Exercise requirements
**A.** Please copy the forum thread on the puppy and the cat word for word, beginning at the words "My Loki is almost" and stopping after "(Feb 13, 2009)".
**B.** Carry on the forum thread about the puppy roughhousing with the cat from its last line.

Article
# How do I stop my GSD from hurting my cat.



## hotrod27 (Jun 13, 2012)

My Loki is almost 5 months old. He loves to play ruff with cat. He will pin the cat down and bite her all over her head and neck. There has not been any wounds yet I stop it as soon as it starts. I am afraid he will hurt her. When the cat runs his fur goes up when chasing. Is this a sign of prey drive? How can I stop this?


----------



## Jax08 (Feb 13, 2009)

He's playing with her. You stop this by teaching him Leave It. I would let Jax go up to the cat but then would control the situation by giving it a command when she was sniffing or be gentle of "Be Nice". You have to be consistent and you ahve to be on top of it. He'll grow out of it and learn it's not appropriate behavior.

His fur going up could be part prey and just part puppy excitement.


----------



## gmcwife1 (Apr 5, 2012)

Material provided
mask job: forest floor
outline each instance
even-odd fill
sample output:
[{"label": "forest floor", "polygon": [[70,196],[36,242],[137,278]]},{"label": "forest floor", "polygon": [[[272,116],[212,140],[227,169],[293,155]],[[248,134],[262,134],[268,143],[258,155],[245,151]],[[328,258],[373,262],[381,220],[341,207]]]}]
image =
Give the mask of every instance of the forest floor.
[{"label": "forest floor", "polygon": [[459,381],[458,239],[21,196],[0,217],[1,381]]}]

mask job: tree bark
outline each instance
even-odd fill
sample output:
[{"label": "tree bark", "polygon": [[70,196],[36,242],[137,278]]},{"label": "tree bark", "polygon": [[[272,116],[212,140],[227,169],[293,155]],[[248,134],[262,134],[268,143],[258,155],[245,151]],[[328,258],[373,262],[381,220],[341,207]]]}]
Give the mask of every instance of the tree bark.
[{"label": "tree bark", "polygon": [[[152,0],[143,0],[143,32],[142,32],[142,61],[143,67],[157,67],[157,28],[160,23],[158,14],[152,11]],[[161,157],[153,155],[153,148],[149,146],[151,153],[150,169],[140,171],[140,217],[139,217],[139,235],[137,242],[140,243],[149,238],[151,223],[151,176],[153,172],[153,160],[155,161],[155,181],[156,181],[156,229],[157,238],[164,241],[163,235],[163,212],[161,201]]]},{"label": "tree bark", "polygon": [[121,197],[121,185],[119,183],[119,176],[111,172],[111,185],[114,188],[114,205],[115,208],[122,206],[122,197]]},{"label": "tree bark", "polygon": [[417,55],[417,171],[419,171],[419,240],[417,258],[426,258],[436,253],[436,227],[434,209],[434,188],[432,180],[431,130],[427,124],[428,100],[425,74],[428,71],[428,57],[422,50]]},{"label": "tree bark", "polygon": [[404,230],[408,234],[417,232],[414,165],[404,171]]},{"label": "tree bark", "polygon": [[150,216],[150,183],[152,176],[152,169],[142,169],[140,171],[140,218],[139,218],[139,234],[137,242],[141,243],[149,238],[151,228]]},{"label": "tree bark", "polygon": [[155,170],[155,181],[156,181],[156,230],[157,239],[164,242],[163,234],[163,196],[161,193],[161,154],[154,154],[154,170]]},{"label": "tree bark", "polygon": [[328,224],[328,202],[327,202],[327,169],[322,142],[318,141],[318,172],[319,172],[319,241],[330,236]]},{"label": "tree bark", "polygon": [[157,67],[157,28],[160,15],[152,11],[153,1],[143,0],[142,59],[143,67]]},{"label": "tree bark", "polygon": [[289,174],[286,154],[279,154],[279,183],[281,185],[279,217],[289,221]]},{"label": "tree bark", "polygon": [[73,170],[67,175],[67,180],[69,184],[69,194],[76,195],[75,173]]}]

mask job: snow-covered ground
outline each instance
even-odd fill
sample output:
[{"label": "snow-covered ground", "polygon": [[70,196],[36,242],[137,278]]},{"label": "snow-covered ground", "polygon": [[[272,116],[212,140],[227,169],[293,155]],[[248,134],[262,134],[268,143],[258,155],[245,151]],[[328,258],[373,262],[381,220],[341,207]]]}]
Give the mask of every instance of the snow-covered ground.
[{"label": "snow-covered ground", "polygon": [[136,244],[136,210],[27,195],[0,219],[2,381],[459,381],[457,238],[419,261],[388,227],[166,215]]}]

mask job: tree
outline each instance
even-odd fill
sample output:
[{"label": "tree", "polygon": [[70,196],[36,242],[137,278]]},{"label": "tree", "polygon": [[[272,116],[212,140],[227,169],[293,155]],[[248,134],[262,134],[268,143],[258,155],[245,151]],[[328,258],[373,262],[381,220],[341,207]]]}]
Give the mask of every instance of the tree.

Answers below
**A.**
My Loki is almost 5 months old. He loves to play ruff with cat. He will pin the cat down and bite her all over her head and neck. There has not been any wounds yet I stop it as soon as it starts. I am afraid he will hurt her. When the cat runs his fur goes up when chasing. Is this a sign of prey drive? How can I stop this?


----------



## Jax08 (Feb 13, 2009)

**B.**
Our 8 month old puppy is getter better and better with 'leave it' and the cat, so their is hope


----------



## doggiedad (Dec 2, 2007)

he's playing with her. your cat will let him know when
it's too much for her.


----------



## Bubbles (Aug 31, 2012)

At night I put bubbles in her crate full of pillows. I zip it up and put the cats food and water dish next to bubbles bed. So they can sniff each other in safety all night. They also get use to seeing each other. I never leave bubble unsupervised with the cats bc if she gets to rough my cat bites her really hard.


----------



## hotrod27 (Jun 13, 2012)

When sprocket (my cat) is near Loki's kennel he barks and barks. He does have a pen in the house around his upstairs kennel, sprocket jumps in to be with him but he pins her every time. She will be crying out and trying to get away. I have to pull him off of her. She has her claws I don't understand why she hasn't used them much. My cat did grow up with my GSD Alexis(RIP). Alexis was great with her and at times they slept in the kennel together. Sprocket was by Alexis' side till the end and greived with us when she died. I will keep trying but in the meantime watch them carefully.


----------



## llombardo (Dec 11, 2011)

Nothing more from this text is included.